START Excerpted records
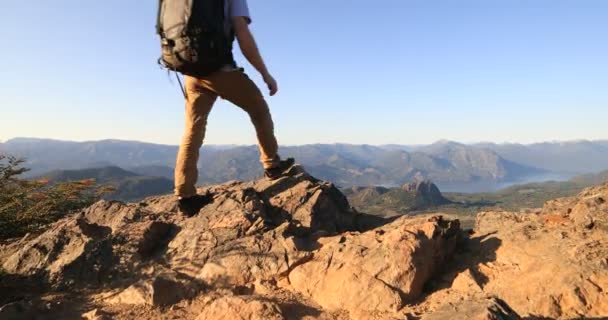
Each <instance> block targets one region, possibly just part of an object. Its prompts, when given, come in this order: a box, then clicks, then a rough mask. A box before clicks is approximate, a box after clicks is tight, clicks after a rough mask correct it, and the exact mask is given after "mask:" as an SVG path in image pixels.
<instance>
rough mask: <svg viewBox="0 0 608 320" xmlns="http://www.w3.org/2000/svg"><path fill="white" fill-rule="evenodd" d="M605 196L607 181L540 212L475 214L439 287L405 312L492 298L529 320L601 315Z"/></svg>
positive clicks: (603, 251)
mask: <svg viewBox="0 0 608 320" xmlns="http://www.w3.org/2000/svg"><path fill="white" fill-rule="evenodd" d="M606 199H608V184H605V185H603V186H599V187H595V188H590V189H587V190H585V191H583V192H581V193H580V194H579V195H578V196H576V197H572V198H565V199H557V200H553V201H549V202H548V203H547V204H546V205H545V207H544V208H543V209H538V210H534V211H528V212H526V211H522V212H518V213H513V212H483V213H480V214H479V215H478V216H477V225H476V227H475V233H474V234H473V235H472V236H471V238H469V239H467V241H466V243H465V244H464V245H463V246H462V249H461V250H460V252H459V253H458V254H456V255H455V259H454V261H453V262H452V266H451V267H450V268H449V270H451V271H450V272H446V273H445V274H444V275H443V276H442V281H439V282H438V283H437V284H436V286H437V287H439V288H441V289H439V290H437V291H435V292H433V293H432V294H430V295H429V296H428V297H426V298H425V300H424V302H423V303H421V304H420V305H418V306H414V307H412V310H416V311H414V312H421V311H420V310H426V311H424V312H427V311H428V309H436V310H442V309H443V310H451V312H458V313H461V312H463V313H464V312H468V311H467V310H470V308H469V307H468V306H469V305H472V304H475V303H473V301H482V300H483V299H487V298H488V297H499V298H500V299H501V301H502V302H503V304H504V305H508V306H510V308H512V310H514V311H515V312H516V313H517V314H519V315H521V316H522V317H526V318H530V319H540V318H542V319H545V318H548V319H604V318H607V317H608V224H606V222H607V219H608V204H607V203H606V201H605V200H606ZM463 301H471V302H470V303H469V302H467V303H465V304H463V303H462V302H463ZM429 319H432V317H431V318H429ZM509 319H510V318H509Z"/></svg>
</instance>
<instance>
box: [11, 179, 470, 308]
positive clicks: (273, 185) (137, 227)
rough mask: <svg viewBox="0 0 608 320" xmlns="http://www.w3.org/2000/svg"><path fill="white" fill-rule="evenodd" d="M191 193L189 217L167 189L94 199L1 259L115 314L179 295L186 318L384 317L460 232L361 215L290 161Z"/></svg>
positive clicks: (346, 201)
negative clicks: (110, 197)
mask: <svg viewBox="0 0 608 320" xmlns="http://www.w3.org/2000/svg"><path fill="white" fill-rule="evenodd" d="M199 192H201V193H204V192H210V193H211V194H213V202H212V203H211V204H209V205H207V206H206V207H204V208H203V209H202V210H201V211H200V212H199V214H198V215H196V216H194V217H193V218H189V219H188V218H185V217H183V216H181V215H179V214H178V213H177V208H176V201H175V198H174V197H173V196H164V197H154V198H149V199H146V200H144V201H142V202H140V203H137V204H124V203H120V202H108V201H101V202H99V203H96V204H95V205H93V206H91V207H90V208H88V209H86V210H84V211H83V212H80V213H78V214H76V215H73V216H70V217H68V218H65V219H63V220H61V221H59V222H57V223H56V224H55V225H53V226H52V227H51V228H50V229H48V230H47V231H46V232H44V233H42V234H41V235H38V236H27V237H25V238H24V239H22V240H20V241H17V242H15V243H12V244H10V245H8V246H5V247H2V250H1V253H0V258H2V260H1V261H2V268H3V270H5V271H6V272H7V273H9V274H12V275H18V276H23V277H28V278H30V279H35V281H38V283H40V284H41V285H47V286H49V287H50V290H55V289H59V290H60V291H61V292H72V293H73V294H74V295H75V296H78V295H79V293H82V292H86V295H87V297H88V298H86V299H85V300H86V304H87V305H88V306H91V307H95V309H96V310H98V312H99V313H103V314H109V315H110V316H111V315H112V314H114V315H119V317H121V318H142V317H153V316H151V315H150V313H144V314H139V315H138V316H137V317H136V316H129V315H130V314H132V313H133V312H135V311H133V310H140V309H137V308H148V309H144V310H156V309H154V308H157V307H171V310H179V308H180V307H179V306H180V305H184V304H188V303H189V302H188V301H192V304H194V305H195V306H193V305H189V306H188V307H187V308H188V310H189V311H188V312H189V313H188V315H187V316H185V315H184V317H186V318H189V317H192V318H199V319H288V318H289V317H290V314H291V315H293V314H298V315H299V316H298V318H299V319H300V318H303V317H304V316H312V315H317V316H319V317H321V316H322V317H326V318H327V319H342V318H343V319H348V318H349V317H350V318H365V317H368V316H370V315H372V314H375V315H378V314H380V318H386V317H389V316H394V315H396V316H397V317H399V310H400V309H401V308H402V307H403V306H404V305H405V304H406V303H411V302H412V301H415V299H417V298H418V297H419V296H420V295H421V294H422V291H423V287H424V285H425V283H427V281H428V280H429V279H431V278H432V277H433V275H434V274H435V273H436V272H438V271H439V270H440V269H441V266H442V265H443V264H444V263H445V262H446V261H448V260H449V257H450V256H451V254H452V252H453V251H454V248H455V244H456V239H457V238H458V236H459V226H458V221H447V220H444V219H442V218H441V217H440V216H435V217H431V216H429V217H421V218H401V219H398V220H394V221H388V220H387V221H382V219H378V218H374V217H369V216H366V215H363V214H360V213H358V212H356V211H355V210H353V209H352V208H351V207H350V206H349V204H348V201H347V200H346V198H345V196H344V195H343V194H342V193H341V192H340V191H338V189H336V188H335V187H334V186H333V185H331V184H329V183H325V182H321V181H318V180H316V179H315V178H313V177H311V176H310V175H308V174H307V173H306V172H304V171H303V170H302V169H301V168H299V167H294V168H293V169H292V171H291V172H290V174H289V176H288V177H284V178H282V179H279V180H277V181H268V180H259V181H252V182H231V183H227V184H224V185H220V186H213V187H208V188H205V189H201V190H199ZM92 293H94V294H92ZM210 297H212V299H211V298H210ZM196 301H199V303H196ZM174 307H175V308H174ZM121 308H122V309H121ZM134 308H135V309H134ZM149 308H152V309H149ZM197 308H198V309H197ZM91 309H94V308H91ZM196 310H198V311H196ZM311 310H313V311H311ZM147 312H151V311H147ZM175 312H177V311H175ZM349 315H350V316H349ZM341 317H342V318H341Z"/></svg>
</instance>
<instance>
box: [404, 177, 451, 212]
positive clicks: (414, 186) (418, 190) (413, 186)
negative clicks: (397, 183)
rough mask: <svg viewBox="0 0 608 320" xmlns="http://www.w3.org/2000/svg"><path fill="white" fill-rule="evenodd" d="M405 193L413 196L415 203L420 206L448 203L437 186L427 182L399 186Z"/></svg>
mask: <svg viewBox="0 0 608 320" xmlns="http://www.w3.org/2000/svg"><path fill="white" fill-rule="evenodd" d="M401 189H403V190H404V191H405V192H408V193H411V194H412V195H414V196H415V198H416V202H417V203H419V204H420V205H422V206H437V205H442V204H447V203H450V200H448V199H446V198H444V197H443V195H442V194H441V191H439V188H438V187H437V185H435V184H434V183H433V182H431V181H429V180H418V181H414V182H410V183H407V184H404V185H403V186H401Z"/></svg>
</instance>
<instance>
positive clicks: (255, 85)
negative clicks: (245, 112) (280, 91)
mask: <svg viewBox="0 0 608 320" xmlns="http://www.w3.org/2000/svg"><path fill="white" fill-rule="evenodd" d="M185 90H186V95H187V99H186V130H185V133H184V137H183V140H182V143H181V145H180V147H179V152H178V154H177V163H176V166H175V194H176V195H177V196H180V197H183V198H187V197H191V196H194V195H196V187H195V185H196V180H197V178H198V168H197V163H198V158H199V149H200V148H201V146H202V144H203V140H204V138H205V130H206V127H207V117H208V116H209V112H211V108H212V107H213V104H214V103H215V101H216V100H217V97H218V96H219V97H222V98H223V99H226V100H228V101H230V102H232V103H234V104H235V105H237V106H238V107H240V108H241V109H243V110H245V112H247V113H248V114H249V117H250V118H251V122H252V123H253V125H254V127H255V131H256V133H257V138H258V145H259V148H260V153H261V157H260V161H261V162H262V165H263V167H264V169H268V168H272V167H275V166H276V165H277V164H278V162H279V157H278V155H277V149H278V146H277V140H276V138H275V135H274V125H273V122H272V117H271V116H270V110H269V109H268V105H267V104H266V101H265V100H264V97H263V96H262V93H261V92H260V90H259V89H258V87H257V86H256V85H255V83H254V82H253V81H251V79H249V77H248V76H247V75H246V74H245V73H244V72H243V71H242V69H239V70H234V71H220V72H216V73H214V74H212V75H210V76H208V77H204V78H194V77H189V76H187V77H186V79H185Z"/></svg>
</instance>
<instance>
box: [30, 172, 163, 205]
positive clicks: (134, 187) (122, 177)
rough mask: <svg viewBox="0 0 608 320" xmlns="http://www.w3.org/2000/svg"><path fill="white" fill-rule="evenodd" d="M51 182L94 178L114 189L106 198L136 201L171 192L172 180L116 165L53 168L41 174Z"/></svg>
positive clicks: (63, 181)
mask: <svg viewBox="0 0 608 320" xmlns="http://www.w3.org/2000/svg"><path fill="white" fill-rule="evenodd" d="M40 177H41V178H46V179H48V180H49V182H51V183H57V182H66V181H78V180H87V179H94V180H95V182H96V183H97V184H99V185H107V186H111V187H112V188H113V189H114V190H115V191H114V192H112V193H110V194H107V195H105V196H104V198H106V199H111V200H121V201H136V200H141V199H143V198H146V197H149V196H154V195H159V194H166V193H171V190H173V181H172V180H169V179H166V178H163V177H153V176H141V175H138V174H135V173H133V172H129V171H126V170H123V169H121V168H118V167H104V168H91V169H81V170H55V171H51V172H49V173H46V174H43V175H41V176H40Z"/></svg>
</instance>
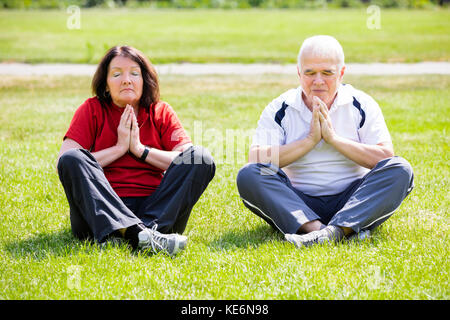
END Excerpted records
Exercise details — Retype only the stretch of lines above starting at the one with "negative clicks: (397, 183)" and stopping at the one with "positive clicks: (255, 85)", exactly as written, with both kept.

Worked solution —
negative clicks: (397, 183)
rough mask: <svg viewBox="0 0 608 320" xmlns="http://www.w3.org/2000/svg"><path fill="white" fill-rule="evenodd" d="M405 193L413 196L415 203L420 206L448 203L437 186L427 182L399 186Z"/></svg>
mask: <svg viewBox="0 0 608 320" xmlns="http://www.w3.org/2000/svg"><path fill="white" fill-rule="evenodd" d="M401 189H403V190H404V191H405V192H408V193H411V194H412V195H414V196H415V198H416V202H417V203H419V204H420V205H422V206H437V205H442V204H447V203H450V200H448V199H446V198H444V197H443V195H442V194H441V191H439V188H438V187H437V185H435V184H434V183H433V182H431V181H429V180H418V181H414V182H410V183H407V184H404V185H403V186H401Z"/></svg>
</instance>
<instance>
positive clicks: (255, 85)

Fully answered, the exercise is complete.